EXERCISES TO COMPLETE
1. In the text on the habitat fragmentation debate, what choice did the SLOSS question pose for conservation?
2. Continue the text on the habitat fragmentation debate from where it stops.

SOURCE DOCUMENT
Putting disagreement into context
Highlighting these three, unequivocal principles is important because
ecologists and conservation biologists have long discussed how best to
manage native habitat to sustain biodiversity (5, 6) . Earlier
discussions revolved around the SLOSS question (should conservation
prioritize ‘a single large or several small’ habitat patches?). Through
time, SLOSS matured into a conversation around the effects of habitat
fragmentation relative to effects of habitat amount. And more recently,
the discussion among scientists has focused on whether habitat
fragmentation may even have a positive effect on species. The problem
is, while disagreement is healthy in an academic setting, it confuses
management and policy making.
Still, the extensive body of literature addressing these topics has not
been sufficient to reach consensus on them. Some scientists have
concluded that landscapes containing many small patches of native
habitat can sustain rare and/or habitat specialist species (e.g., due to
beta diversity patterns or spatio-temporal dynamics across patches)(5, 9) , whereas others have suggested that the detrimental
effects of reduced patch size inevitably depauperate biodiversity even
at high cumulative habitat areas (e.g., due to extinction debt that
might be paid in landscapes containing many small patches) (6,
8) . Underlying different perspectives are several factors determining
our understanding of patterns in species occurrence and biodiversity.
Some of these factors are contextual to different ecosystems, including
biogeographical differences or intraspecific variation, and some
theoretical, including issues of spatial scaling or the balance between
deterministic and stochastic forces across landscapes.
Despite the different schools of thought in this field, there is no
debate about the need to conserve habitat: the effects for biodiversity
of increasing native habitat area are overwhelmingly positive.
Furthermore, embracing the three principles we outline (Fig. 1) helps to
put disagreements in the conservation literature into perspective. For
instance, it is true that large areas of nature are important and must
be protected (2) , as much as it is true that ensuring the
conservation or restoration of multiple small habitat patches is
fundamental for global biodiversity conservation, particularly in
regions with high land use (9) . These are neither incompatible
nor competing strategies; instead, they are complementary approaches to
protect biodiversity across all regions. Healthy disagreement can be
wrongly translated into a false dichotomy between the protection of
large or small patches, a mistake that must be avoided at all costs for
the sake of biodiversity conservation because both are important.

RECORDS

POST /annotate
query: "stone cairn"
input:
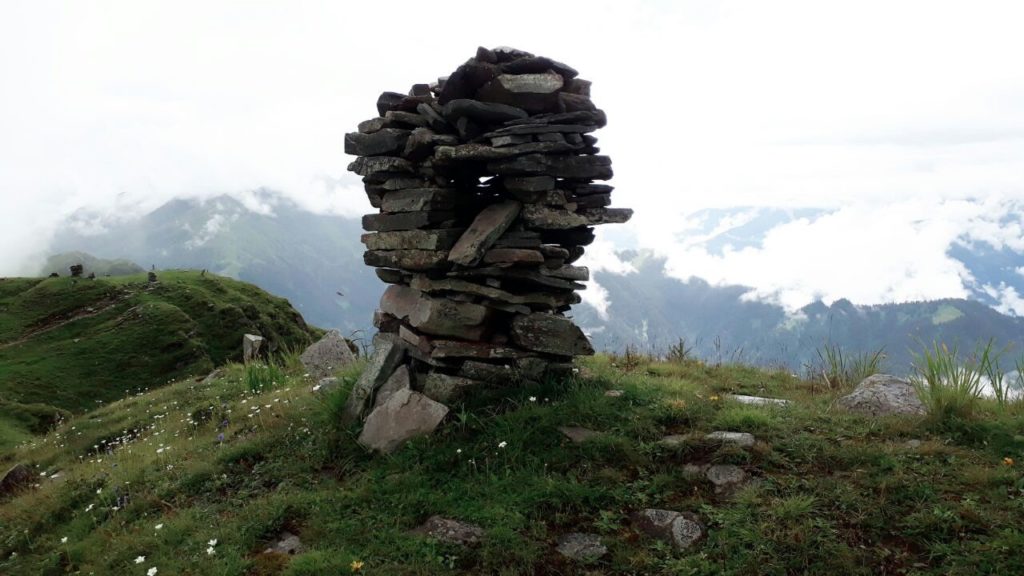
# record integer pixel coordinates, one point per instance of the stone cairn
(485, 187)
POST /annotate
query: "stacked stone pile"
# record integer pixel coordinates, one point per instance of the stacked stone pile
(487, 184)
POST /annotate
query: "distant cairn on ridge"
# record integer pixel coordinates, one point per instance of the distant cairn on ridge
(485, 187)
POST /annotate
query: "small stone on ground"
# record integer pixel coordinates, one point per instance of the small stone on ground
(758, 401)
(882, 395)
(725, 477)
(451, 531)
(579, 435)
(681, 529)
(582, 546)
(288, 543)
(328, 355)
(673, 441)
(742, 440)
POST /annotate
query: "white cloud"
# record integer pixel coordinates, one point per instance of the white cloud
(1009, 300)
(890, 115)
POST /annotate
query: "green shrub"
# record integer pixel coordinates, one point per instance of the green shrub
(679, 353)
(950, 389)
(262, 377)
(840, 371)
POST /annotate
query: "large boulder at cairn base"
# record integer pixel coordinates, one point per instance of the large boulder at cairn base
(882, 395)
(328, 355)
(404, 415)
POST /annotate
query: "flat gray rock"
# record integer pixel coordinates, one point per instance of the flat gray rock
(444, 387)
(758, 401)
(486, 228)
(288, 544)
(883, 395)
(407, 414)
(15, 479)
(742, 440)
(586, 547)
(397, 381)
(388, 354)
(551, 334)
(251, 344)
(725, 477)
(579, 435)
(451, 531)
(673, 441)
(327, 385)
(328, 355)
(683, 530)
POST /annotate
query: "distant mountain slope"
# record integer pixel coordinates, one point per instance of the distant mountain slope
(309, 258)
(60, 263)
(72, 343)
(651, 311)
(313, 260)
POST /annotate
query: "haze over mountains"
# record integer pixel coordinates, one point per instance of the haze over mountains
(315, 261)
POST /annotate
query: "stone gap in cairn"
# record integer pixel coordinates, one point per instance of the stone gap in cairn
(487, 184)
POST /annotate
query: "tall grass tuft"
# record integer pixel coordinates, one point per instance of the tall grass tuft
(679, 353)
(260, 377)
(840, 371)
(950, 389)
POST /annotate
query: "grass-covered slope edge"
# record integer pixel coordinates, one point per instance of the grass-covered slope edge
(163, 475)
(74, 343)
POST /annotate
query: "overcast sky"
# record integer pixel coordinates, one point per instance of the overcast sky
(907, 118)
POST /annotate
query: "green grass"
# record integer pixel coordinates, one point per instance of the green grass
(833, 492)
(841, 370)
(74, 344)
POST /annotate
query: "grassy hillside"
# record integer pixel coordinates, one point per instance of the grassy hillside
(74, 344)
(100, 266)
(201, 480)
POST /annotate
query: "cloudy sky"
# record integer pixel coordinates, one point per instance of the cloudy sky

RESPONSES FOR EACH TASK
1. Whether conservation should prioritize a single large or several small habitat patches.

2.
Habitat existing as small patches is often deemed less valuable than
large swaths of habitat in less modified regions (8) , which is
inadvertently leading to widespread cumulative losses of habitat from
millions of small patches across the globe. For instance, a recent
global analysis found that smaller (< 1000 ha) forest patches
are more likely to suffer a given amount of habitat loss than larger
(> 10,000 ha) patches (4) . Policies that protect
only patches larger than a minimum size hinder biodiversity conservation
as they fail to protect biodiversity in highly-modified regions that
clearly need protection. In Southern Ontario, Canada, where only about
15% of native habitat remains, about 95% of recent wetland habitat
loss has occurred below the 2-ha minimum area criterion used to identify
“Provincially Significant Wetlands” (10) . Failing to maintain
small habitat patches also reduces landscape connectivity among larger
patches, due to the loss of “stepping stones” (Fig. 1.3), where small
patches distributed through a landscape can facilitate movement between
larger patches.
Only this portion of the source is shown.